I am not sure how wide & high this board will be, but I have made what 
looks to be a usable starting blank page for one copy of this.  I guess I 
am at the rank beginner stage, and can't see the tree I need in that forest 
of buttons.  Everytime I look at a gfx composition program it seems the 
biggest hurdle is setting the size of the project in units to match EMC, 
which is running in inch mode here in the middle of the WV hills.  At least 
I think I have everything set to inches now, and have a view that is about 
2/3rds screen for a board a bit larger than an airmail stamp.  Thanks for 
the detailed location of what I needed to modify.

> > So, how do I draw these things to make up a PCB trace without those?
> 
> To draw PCB traces I'd use one of the line tools on the left.  One of
> them makes straight lines as long as you don't click and drag when
> placing points.

The first thing I need to do is setup a layer that can later be removed, 
which contains the 12 holes I have already drilled in the board to mount 
the parts, and to clear the leads of the parts.  Those holes are .125" in 
diameter and now that I have changed every place I've found px settings 
reset to inch, the best way to place them is via the centerpoint 
measurements EMC already used to position the drill before drilling.  But 
that doesn't seem to be available, so I have to calculate the left and 
lower boundaries by subbing the radii, and enter the x,y diameters instead.  
kcalc to the rescue. :)

So this is this a place circle, then adjust its properties to fine tune the 
location and size.

• [Extracted records]
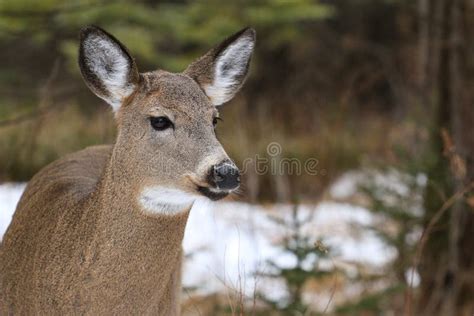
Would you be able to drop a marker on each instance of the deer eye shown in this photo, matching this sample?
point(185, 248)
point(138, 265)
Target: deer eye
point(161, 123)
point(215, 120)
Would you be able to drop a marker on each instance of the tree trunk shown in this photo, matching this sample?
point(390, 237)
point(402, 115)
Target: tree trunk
---
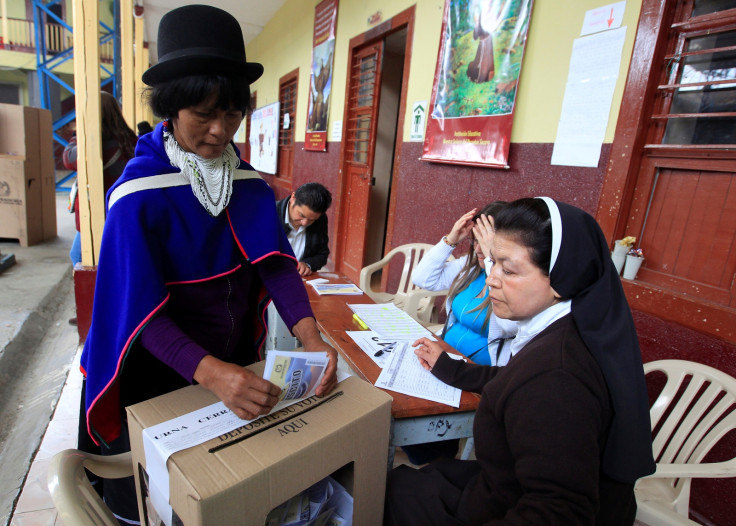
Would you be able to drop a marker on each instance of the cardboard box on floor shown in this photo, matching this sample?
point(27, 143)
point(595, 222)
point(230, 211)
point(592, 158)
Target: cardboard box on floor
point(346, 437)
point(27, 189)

• [Your goal] Reproduce the whole message about laying out a circuit board above, word for word and with its quoted lines.

• [Answer to the exercise]
I am not sure how wide & high this board will be, but I have made what 
looks to be a usable starting blank page for one copy of this.  I guess I 
am at the rank beginner stage, and can't see the tree I need in that forest 
of buttons.  Everytime I look at a gfx composition program it seems the 
biggest hurdle is setting the size of the project in units to match EMC, 
which is running in inch mode here in the middle of the WV hills.  At least 
I think I have everything set to inches now, and have a view that is about 
2/3rds screen for a board a bit larger than an airmail stamp.  Thanks for 
the detailed location of what I needed to modify.

> > So, how do I draw these things to make up a PCB trace without those?
> 
> To draw PCB traces I'd use one of the line tools on the left.  One of
> them makes straight lines as long as you don't click and drag when
> placing points.

The first thing I need to do is setup a layer that can later be removed, 
which contains the 12 holes I have already drilled in the board to mount 
the parts, and to clear the leads of the parts.  Those holes are .125" in 
diameter and now that I have changed every place I've found px settings 
reset to inch, the best way to place them is via the centerpoint 
measurements EMC already used to position the drill before drilling.  But 
that doesn't seem to be available, so I have to calculate the left and 
lower boundaries by subbing the radii, and enter the x,y diameters instead.  
kcalc to the rescue. :)

So this is this a place circle, then adjust its properties to fine tune the 
location and size.